→ DO THIS: Extract every line in the dataset items below that contains the word "white".

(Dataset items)
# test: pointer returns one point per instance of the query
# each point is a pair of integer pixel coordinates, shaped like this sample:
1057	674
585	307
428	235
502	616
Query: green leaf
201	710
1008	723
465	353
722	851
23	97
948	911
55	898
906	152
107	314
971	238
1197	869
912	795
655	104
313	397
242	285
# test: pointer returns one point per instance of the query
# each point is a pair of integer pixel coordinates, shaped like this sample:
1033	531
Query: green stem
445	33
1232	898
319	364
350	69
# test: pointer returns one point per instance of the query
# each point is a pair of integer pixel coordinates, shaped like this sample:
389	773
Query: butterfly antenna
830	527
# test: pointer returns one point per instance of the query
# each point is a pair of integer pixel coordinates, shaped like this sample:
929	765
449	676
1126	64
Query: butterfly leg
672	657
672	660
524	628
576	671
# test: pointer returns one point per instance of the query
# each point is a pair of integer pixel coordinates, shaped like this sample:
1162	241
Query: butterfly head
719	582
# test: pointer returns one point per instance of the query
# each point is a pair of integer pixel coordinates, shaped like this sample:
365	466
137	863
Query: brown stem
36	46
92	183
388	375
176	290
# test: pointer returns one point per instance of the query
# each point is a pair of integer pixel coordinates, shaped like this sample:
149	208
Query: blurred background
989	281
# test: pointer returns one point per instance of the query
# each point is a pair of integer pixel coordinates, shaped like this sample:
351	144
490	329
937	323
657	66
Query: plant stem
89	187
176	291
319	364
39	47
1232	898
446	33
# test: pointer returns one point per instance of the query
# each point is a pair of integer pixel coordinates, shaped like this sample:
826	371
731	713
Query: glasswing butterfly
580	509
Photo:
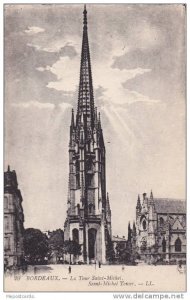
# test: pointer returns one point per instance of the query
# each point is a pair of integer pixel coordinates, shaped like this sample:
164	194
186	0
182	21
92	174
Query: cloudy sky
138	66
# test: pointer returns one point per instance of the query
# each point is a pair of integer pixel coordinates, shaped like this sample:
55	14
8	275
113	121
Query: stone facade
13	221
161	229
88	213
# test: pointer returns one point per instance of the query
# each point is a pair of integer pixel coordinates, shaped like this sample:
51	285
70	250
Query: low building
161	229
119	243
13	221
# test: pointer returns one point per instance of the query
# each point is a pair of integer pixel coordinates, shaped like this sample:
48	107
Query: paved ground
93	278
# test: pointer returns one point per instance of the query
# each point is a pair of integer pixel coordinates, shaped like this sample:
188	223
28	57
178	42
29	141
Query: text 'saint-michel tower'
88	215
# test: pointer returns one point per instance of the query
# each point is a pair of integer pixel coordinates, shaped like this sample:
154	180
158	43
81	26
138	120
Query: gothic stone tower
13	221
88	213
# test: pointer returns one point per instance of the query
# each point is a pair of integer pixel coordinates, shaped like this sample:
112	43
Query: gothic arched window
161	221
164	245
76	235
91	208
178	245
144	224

---

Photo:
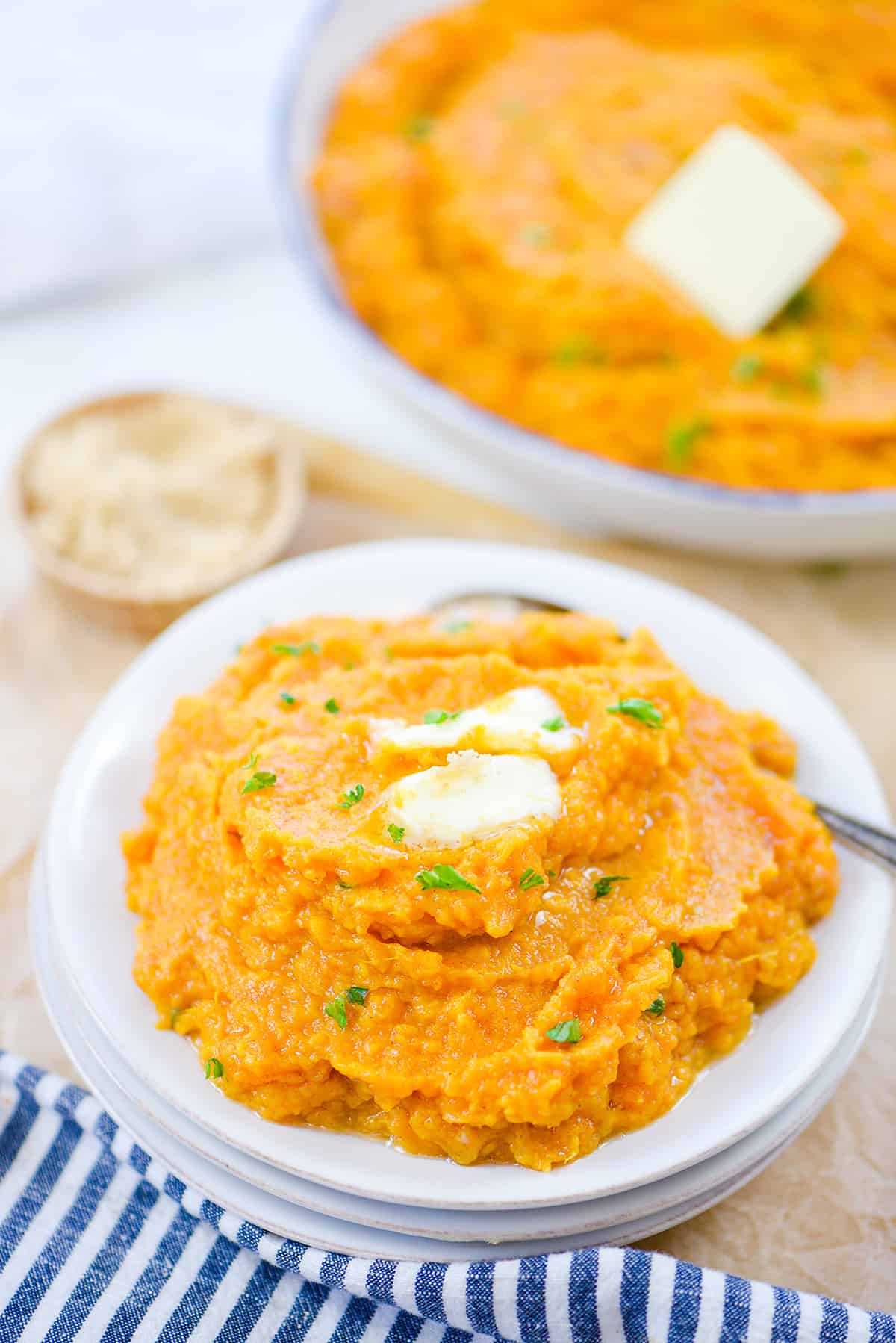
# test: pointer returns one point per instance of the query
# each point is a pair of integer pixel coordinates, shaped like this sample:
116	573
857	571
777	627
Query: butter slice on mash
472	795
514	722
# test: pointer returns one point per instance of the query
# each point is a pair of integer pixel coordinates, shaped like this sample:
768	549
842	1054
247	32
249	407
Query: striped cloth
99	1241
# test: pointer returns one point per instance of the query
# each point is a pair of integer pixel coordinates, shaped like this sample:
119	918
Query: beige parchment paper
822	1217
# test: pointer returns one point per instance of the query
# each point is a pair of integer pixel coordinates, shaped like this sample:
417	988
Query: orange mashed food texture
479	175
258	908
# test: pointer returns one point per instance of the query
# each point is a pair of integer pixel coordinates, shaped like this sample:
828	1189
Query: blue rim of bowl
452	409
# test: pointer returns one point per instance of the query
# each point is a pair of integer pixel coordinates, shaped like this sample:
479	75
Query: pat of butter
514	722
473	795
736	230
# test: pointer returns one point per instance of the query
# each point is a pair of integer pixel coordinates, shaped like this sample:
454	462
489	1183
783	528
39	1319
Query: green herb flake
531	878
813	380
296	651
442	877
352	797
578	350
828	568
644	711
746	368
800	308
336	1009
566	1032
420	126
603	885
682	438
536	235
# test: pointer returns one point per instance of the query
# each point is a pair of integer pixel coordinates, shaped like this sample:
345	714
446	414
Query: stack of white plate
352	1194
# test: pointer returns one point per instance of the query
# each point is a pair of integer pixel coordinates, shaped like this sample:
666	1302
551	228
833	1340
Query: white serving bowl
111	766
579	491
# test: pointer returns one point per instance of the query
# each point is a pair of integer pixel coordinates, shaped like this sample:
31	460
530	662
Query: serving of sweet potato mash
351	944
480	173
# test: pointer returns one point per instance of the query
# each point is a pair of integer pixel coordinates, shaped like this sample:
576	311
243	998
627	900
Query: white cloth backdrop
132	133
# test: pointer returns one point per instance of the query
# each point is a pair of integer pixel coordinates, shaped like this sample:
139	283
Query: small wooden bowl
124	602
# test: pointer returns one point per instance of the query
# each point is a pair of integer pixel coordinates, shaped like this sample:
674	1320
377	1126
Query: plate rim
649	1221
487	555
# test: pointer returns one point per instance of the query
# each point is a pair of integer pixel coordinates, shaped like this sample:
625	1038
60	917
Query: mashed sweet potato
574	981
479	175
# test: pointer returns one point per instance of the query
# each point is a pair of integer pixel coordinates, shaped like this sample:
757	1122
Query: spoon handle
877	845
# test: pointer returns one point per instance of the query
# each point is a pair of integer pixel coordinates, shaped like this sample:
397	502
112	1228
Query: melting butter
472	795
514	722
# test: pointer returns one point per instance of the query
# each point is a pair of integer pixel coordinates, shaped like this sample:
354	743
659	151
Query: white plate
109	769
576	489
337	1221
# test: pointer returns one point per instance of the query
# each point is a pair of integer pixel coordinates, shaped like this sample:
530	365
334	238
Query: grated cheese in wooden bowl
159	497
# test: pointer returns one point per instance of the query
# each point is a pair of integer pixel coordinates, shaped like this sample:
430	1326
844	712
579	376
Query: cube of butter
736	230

→ WORKED ANSWER:
Query: stack of white plate
Query: white serving bowl
Query: white cloth backdrop
Query: white plate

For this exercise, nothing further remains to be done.